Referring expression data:
● ● ●

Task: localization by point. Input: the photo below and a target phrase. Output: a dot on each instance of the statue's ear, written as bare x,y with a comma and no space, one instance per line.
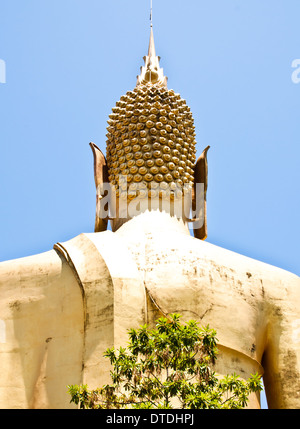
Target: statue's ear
101,177
199,192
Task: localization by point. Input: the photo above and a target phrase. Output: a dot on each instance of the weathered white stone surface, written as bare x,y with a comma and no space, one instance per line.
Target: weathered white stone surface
62,309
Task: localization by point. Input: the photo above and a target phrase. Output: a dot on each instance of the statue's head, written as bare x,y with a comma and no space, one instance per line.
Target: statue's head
151,150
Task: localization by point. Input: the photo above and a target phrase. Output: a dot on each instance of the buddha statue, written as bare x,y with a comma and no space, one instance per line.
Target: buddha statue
62,309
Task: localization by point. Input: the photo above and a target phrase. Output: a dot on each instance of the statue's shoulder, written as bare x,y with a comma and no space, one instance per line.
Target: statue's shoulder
27,267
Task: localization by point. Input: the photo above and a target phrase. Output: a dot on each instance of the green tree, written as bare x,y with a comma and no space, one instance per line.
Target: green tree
169,366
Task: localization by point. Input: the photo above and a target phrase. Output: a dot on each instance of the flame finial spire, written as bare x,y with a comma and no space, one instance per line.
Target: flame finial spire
151,72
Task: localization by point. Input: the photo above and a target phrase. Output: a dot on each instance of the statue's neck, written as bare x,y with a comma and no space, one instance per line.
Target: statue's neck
153,222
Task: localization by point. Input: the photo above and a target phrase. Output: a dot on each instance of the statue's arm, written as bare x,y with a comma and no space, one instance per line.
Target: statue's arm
281,359
41,318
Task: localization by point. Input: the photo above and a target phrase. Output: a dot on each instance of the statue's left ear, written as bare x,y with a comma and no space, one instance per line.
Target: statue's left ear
200,177
100,176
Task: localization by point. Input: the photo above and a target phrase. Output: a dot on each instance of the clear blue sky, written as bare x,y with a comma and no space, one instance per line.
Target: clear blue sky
69,61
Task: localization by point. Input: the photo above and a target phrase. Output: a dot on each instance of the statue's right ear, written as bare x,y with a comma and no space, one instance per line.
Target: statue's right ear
200,177
100,176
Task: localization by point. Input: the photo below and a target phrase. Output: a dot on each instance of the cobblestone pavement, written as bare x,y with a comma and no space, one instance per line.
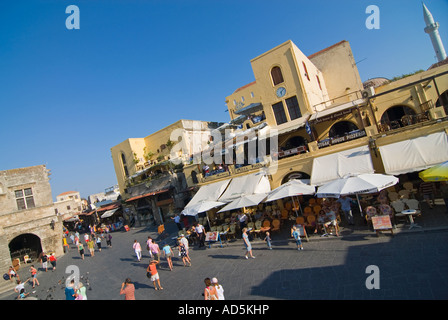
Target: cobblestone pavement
411,266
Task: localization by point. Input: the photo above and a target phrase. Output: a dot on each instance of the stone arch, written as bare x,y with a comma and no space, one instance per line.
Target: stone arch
342,128
295,175
25,244
393,115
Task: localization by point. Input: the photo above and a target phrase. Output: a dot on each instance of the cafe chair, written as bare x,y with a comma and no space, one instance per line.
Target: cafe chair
311,223
300,220
275,225
398,206
285,215
232,231
307,211
392,196
413,204
404,194
370,212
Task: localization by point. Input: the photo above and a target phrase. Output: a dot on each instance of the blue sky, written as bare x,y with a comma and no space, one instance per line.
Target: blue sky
134,67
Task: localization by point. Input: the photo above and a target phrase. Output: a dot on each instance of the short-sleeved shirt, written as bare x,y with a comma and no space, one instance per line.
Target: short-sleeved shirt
152,269
345,204
69,292
128,292
167,249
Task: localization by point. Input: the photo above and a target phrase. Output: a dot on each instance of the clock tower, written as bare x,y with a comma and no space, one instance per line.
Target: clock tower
431,29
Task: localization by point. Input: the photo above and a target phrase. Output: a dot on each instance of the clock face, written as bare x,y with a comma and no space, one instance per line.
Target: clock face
281,92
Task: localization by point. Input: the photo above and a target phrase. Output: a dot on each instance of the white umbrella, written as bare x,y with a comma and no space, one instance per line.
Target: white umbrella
201,207
245,201
290,189
356,184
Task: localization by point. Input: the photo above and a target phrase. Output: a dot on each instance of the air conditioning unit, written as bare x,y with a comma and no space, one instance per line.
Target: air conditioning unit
368,92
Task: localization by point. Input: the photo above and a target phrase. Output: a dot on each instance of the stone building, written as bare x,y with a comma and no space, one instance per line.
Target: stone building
28,223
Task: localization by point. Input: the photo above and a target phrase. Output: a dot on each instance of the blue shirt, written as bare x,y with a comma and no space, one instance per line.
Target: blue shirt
345,204
69,292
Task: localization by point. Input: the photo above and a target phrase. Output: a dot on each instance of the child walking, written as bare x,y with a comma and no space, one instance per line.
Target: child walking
296,236
152,270
268,240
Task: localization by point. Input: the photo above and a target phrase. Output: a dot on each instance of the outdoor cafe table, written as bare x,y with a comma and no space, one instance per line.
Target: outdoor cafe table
409,213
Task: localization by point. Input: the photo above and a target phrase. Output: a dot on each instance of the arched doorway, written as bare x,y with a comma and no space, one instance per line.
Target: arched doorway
305,177
294,142
443,101
393,116
342,128
25,244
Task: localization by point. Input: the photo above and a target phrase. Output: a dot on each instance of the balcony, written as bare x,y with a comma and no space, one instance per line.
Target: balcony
356,134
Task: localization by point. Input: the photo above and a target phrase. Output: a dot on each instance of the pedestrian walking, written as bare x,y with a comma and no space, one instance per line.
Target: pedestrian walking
177,221
268,240
200,232
152,272
296,235
86,237
65,243
247,244
81,250
155,250
346,208
70,293
53,260
168,255
209,291
148,246
128,289
81,291
98,242
13,274
219,289
186,245
183,254
137,249
109,240
44,260
91,247
33,272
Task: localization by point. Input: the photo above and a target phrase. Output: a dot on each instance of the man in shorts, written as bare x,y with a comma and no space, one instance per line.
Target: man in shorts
152,270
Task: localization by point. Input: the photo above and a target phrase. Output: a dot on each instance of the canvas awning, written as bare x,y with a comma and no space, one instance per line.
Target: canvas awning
147,195
291,125
415,154
209,192
338,165
335,112
108,213
246,185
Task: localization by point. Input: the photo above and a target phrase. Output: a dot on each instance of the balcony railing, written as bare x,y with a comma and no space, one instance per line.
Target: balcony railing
350,136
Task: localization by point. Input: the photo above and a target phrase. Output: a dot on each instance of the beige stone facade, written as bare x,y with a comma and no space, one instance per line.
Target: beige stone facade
28,223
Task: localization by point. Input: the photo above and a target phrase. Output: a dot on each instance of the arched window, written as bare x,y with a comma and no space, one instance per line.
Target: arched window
276,74
341,128
394,115
443,101
125,167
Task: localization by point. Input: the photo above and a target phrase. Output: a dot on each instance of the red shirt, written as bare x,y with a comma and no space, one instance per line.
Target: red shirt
152,269
128,292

● ● ●

## TASK DETAILS
Among the lines in the data above, find those containing "below" and give only how many there are.

## WORKED SOLUTION
2